Items listed in a dataset
· · ·

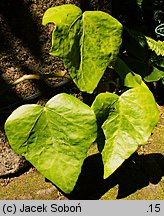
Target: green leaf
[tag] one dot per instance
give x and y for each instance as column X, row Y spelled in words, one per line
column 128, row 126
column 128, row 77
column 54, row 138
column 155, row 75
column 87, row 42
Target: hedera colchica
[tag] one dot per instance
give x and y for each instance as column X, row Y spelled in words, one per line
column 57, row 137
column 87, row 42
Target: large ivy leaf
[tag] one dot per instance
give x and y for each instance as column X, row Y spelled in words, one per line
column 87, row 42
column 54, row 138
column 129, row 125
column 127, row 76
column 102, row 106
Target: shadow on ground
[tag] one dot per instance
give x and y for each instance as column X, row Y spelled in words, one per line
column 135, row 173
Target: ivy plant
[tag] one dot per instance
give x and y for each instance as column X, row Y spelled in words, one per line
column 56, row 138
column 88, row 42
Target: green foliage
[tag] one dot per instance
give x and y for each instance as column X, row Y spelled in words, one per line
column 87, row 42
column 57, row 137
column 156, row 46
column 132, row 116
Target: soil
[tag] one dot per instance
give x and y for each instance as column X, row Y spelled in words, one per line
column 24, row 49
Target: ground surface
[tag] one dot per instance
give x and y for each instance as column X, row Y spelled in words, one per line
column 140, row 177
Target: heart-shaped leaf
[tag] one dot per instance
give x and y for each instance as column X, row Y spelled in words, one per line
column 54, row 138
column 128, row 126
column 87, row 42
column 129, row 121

· · ·

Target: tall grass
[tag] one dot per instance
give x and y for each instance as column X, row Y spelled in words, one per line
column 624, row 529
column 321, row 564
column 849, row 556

· · ·

== What to produce ==
Write out the listing again between the lines holding "Target: large ivy leaf" and "column 129, row 121", inclusive, swapping "one dot per instance" for "one point per instance" and changing nothing else.

== Exercise solution ==
Target: large ivy leaf
[tag] one point per instance
give x and y for each instance as column X, row Y spelled in words, one per line
column 87, row 42
column 54, row 138
column 129, row 125
column 127, row 76
column 102, row 106
Target: shadow on ground
[tag] one point per instance
give x and y for each instance as column X, row Y spelled in words, one per line
column 135, row 173
Target: ivy plant
[tag] one point per instance
give x and y for each instance as column X, row Y spelled in words, one per line
column 56, row 138
column 88, row 42
Target: green foliage
[tag] one point per instance
give x and y for each instance as column X, row Y spelled in words, one per line
column 87, row 42
column 57, row 137
column 156, row 46
column 132, row 116
Target: soil
[tag] one point per instance
give x and y for each instance as column X, row Y spelled in words, one per line
column 24, row 49
Target: ground surface
[tag] one point per instance
give x and y for each instance as column X, row Y spelled in words, one per line
column 140, row 177
Target: heart-shaped leaf
[tag] one point per instance
give x and y for each instance as column X, row Y spelled in words, one per line
column 54, row 138
column 128, row 126
column 87, row 42
column 129, row 121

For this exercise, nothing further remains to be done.